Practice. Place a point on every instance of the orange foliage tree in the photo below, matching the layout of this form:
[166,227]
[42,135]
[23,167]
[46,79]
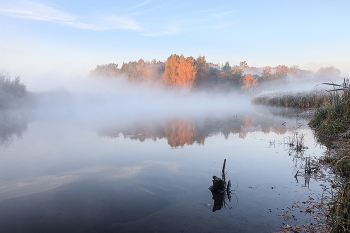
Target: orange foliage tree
[180,71]
[249,81]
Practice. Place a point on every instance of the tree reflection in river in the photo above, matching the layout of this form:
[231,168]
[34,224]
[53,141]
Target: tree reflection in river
[187,131]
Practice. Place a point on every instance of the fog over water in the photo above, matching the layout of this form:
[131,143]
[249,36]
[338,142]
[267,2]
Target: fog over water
[111,156]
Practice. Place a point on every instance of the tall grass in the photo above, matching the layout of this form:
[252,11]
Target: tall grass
[305,99]
[332,120]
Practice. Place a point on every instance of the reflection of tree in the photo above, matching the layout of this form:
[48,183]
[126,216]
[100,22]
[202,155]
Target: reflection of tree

════════════════

PROBLEM STATEMENT.
Copy out all of the material above, requests included, and shift every answer coordinate by adding -54 to each number, without changing the coordinates in the requests. Leave the pictures out.

WRITTEN RESPONSE.
Practice. Place a point on every instance of the orange foliage tree in the photo below, matching the layout of this form:
[166,227]
[42,135]
[23,167]
[46,79]
Target: orange foliage tree
[126,17]
[195,27]
Practice. Place a point on every instance of the tree reflection in river in the photo above, matching the layout of this form:
[231,168]
[34,224]
[53,141]
Target: tree reflection in river
[133,77]
Practice. Place a point on every instance of the fog over water in the photo above, matching the layout of this form:
[131,143]
[249,36]
[338,142]
[267,2]
Target: fog over water
[57,102]
Practice. Place a point on every instance of the tall grass in the photo above, matching the layout of this form:
[252,11]
Target: tall grass
[251,45]
[278,66]
Practice. Place a point on every instance of the reflection of tree in the photo above, matching the layout of this form:
[48,183]
[126,216]
[100,22]
[202,155]
Target: reflection of tree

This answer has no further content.